----- TEXT PROVIDED -----
Memory Lane: One Year Ago on error statistics.com
A quick perusal of the “Manual” on Nathan Schachtman’s legal blog shows it to be chock full of revealing points of contemporary legal statistical philosophy. The following are some excerpts, read the full blog here. I make two comments at the end.
July 8th, 2012
How does the new Reference Manual on Scientific Evidence (RMSE3d 2011) treat statistical significance? Inconsistently and at times incoherently.
Professor Berger’s Introduction
In her introductory chapter, the late Professor Margaret A. Berger raises the question of the role statistical significance should play in evaluating a study’s support for causal conclusions:
“What role should statistical significance play in assessing the value of a study? Epidemiological studies that are not conclusive but show some increased risk do not prove a lack of causation. Some courts find that they therefore have some probative value, 62 at least in proving general causation. 63”
----- DATA SECTION -----
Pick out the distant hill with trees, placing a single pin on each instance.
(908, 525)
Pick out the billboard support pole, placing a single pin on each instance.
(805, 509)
-----
### TO BE DONE
**1)** Based on the blog excerpt about statistical significance, decide whether each statement agrees with it. Answer yes or no, and quote the deciding words.
(a) The post dated July 8th, 2012 says that the new Reference Manual on Scientific Evidence treats statistical significance consistently.
(b) Professor Berger's introductory chapter raises the question of the role that statistical significance should play.
(c) The quoted passage says that inconclusive epidemiological studies showing some increased risk prove a lack of causation.
**2)** Copy the blog excerpt about statistical significance from "Memory Lane: One" up to and including "at times incoherently.", and switch "blog" to "website".

### RESPONSE LIST
**1)**
(a) No: "Inconsistently and at times incoherently."
(b) Yes: "raises the question of the role statistical significance should play in evaluating a study’s support for causal conclusions"
(c) No: "do not prove a lack of causation"

**2)**
Memory Lane: One Year Ago on error statistics.com
A quick perusal of the “Manual” on Nathan Schachtman’s legal website shows it to be chock full of revealing points of contemporary legal statistical philosophy. The following are some excerpts, read the full website here. I make two comments at the end.
July 8th, 2012
How does the new Reference Manual on Scientific Evidence (RMSE3d 2011) treat statistical significance? Inconsistently and at times incoherently.